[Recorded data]
------------------------
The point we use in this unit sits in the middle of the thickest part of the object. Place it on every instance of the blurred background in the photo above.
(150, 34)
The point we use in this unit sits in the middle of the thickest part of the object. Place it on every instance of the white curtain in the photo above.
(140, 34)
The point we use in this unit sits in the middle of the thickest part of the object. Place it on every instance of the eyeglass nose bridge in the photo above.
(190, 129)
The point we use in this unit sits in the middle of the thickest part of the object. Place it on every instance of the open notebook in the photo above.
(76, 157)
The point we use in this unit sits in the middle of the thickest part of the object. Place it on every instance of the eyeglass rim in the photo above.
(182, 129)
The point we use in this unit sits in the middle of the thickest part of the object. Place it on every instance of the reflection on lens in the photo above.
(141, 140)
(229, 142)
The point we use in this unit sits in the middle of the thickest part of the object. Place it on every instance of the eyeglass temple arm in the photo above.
------------------------
*DIRECTIONS*.
Recast all of the records above as a numbered list with each line as its own item, and leave out any blank lines.

*ANSWER BELOW*.
1. The point we use in this unit sits in the middle of the thickest part of the object. Place it on every instance of the blurred background in the photo above.
2. (150, 34)
3. The point we use in this unit sits in the middle of the thickest part of the object. Place it on every instance of the white curtain in the photo above.
4. (140, 34)
5. The point we use in this unit sits in the middle of the thickest part of the object. Place it on every instance of the eyeglass nose bridge in the photo above.
6. (190, 129)
7. The point we use in this unit sits in the middle of the thickest part of the object. Place it on every instance of the open notebook in the photo above.
8. (76, 157)
9. The point we use in this unit sits in the middle of the thickest part of the object. Place it on every instance of the eyeglass rim in the photo above.
10. (182, 129)
11. The point we use in this unit sits in the middle of the thickest part of the object. Place it on every instance of the reflection on lens in the photo above.
12. (141, 140)
13. (229, 142)
14. The point we use in this unit sits in the middle of the thickest part of the object. Place it on every instance of the eyeglass temple arm in the photo above.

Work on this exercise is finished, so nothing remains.